◆ Information given ◆
######

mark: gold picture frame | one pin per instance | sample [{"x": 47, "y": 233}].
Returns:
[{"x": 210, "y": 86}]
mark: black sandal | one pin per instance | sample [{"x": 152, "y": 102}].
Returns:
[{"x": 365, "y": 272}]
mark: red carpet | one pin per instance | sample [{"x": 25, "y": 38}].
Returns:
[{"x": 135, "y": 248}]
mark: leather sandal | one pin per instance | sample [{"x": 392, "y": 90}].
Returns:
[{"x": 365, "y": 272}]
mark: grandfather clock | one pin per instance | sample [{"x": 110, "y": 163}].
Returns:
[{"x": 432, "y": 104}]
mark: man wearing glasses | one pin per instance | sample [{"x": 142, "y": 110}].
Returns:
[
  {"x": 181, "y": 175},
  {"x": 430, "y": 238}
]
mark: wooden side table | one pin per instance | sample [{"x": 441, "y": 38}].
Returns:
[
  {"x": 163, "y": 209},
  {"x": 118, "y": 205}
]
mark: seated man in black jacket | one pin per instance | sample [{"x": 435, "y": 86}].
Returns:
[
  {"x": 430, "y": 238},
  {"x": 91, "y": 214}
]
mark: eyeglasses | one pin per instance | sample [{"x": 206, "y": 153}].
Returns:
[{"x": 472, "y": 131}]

######

◆ Goal ◆
Render the lines above as a JSON list of strings, one string per line, omitting any blank lines.

◆ Full answer ◆
[
  "mark: gold picture frame | one pin per instance | sample [{\"x\": 47, \"y\": 233}].",
  "Returns:",
  "[{\"x\": 210, \"y\": 86}]",
  "mark: black sandal | one pin per instance | sample [{\"x\": 152, \"y\": 102}].",
  "Returns:",
  "[{\"x\": 365, \"y\": 272}]",
  "mark: red carpet | one pin per instance | sample [{\"x\": 25, \"y\": 38}].",
  "Returns:",
  "[{\"x\": 135, \"y\": 248}]",
  "mark: leather sandal | one pin per instance | sample [{\"x\": 392, \"y\": 90}].",
  "Returns:",
  "[{\"x\": 365, \"y\": 272}]",
  "mark: grandfather clock | one pin per instance | sample [{\"x\": 110, \"y\": 163}].",
  "Returns:",
  "[{\"x\": 432, \"y\": 104}]",
  "mark: man wearing glasses | one pin per instance | sample [{\"x\": 142, \"y\": 110}].",
  "Returns:",
  "[",
  "  {\"x\": 181, \"y\": 175},",
  "  {\"x\": 430, \"y\": 238}",
  "]",
  "mark: wooden side table | one pin per instance | sample [{\"x\": 441, \"y\": 38}].",
  "Returns:",
  "[",
  "  {\"x\": 163, \"y\": 209},",
  "  {\"x\": 118, \"y\": 205}",
  "]",
  "mark: seated man in black jacket | one pin per instance | sample [{\"x\": 435, \"y\": 86}].",
  "Returns:",
  "[",
  "  {\"x\": 430, \"y\": 238},",
  "  {\"x\": 91, \"y\": 214}",
  "]",
  "mark: eyeglasses | one pin per instance | sample [{\"x\": 206, \"y\": 153}].",
  "Returns:",
  "[{\"x\": 472, \"y\": 131}]"
]